# [THE PROBLEM]
Please repeat exactly the lines below from the one containing "I need to know the whereabouts of the brown plumage" down to the one containing "I need to know the whereabouts of the bird's", both included, and nothing else.

# [SOURCE MATERIAL]
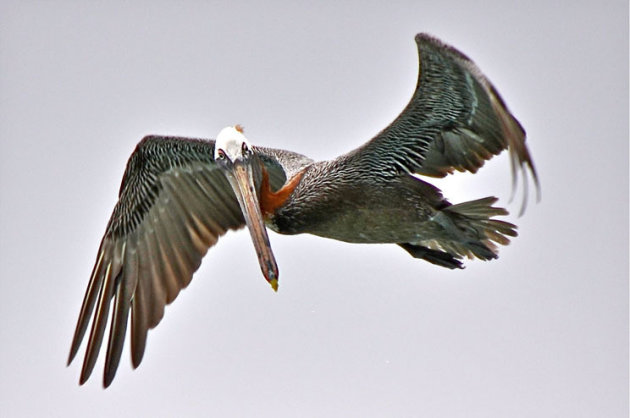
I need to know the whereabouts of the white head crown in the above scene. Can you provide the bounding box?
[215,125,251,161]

--

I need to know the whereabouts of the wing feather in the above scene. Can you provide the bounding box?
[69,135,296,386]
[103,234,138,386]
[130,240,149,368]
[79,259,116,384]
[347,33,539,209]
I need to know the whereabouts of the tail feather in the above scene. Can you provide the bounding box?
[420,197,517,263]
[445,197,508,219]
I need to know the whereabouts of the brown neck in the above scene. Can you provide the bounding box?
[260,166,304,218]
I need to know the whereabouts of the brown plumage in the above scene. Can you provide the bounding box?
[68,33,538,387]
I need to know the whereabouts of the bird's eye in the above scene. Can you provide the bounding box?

# [WRITTEN SOLUTION]
I need to know the whereabouts of the brown plumage in the above scene. Can you provide the bounding box?
[68,33,538,387]
I need to know the whereabouts of the bird's eye in the above scene. Can you provide the bounding box?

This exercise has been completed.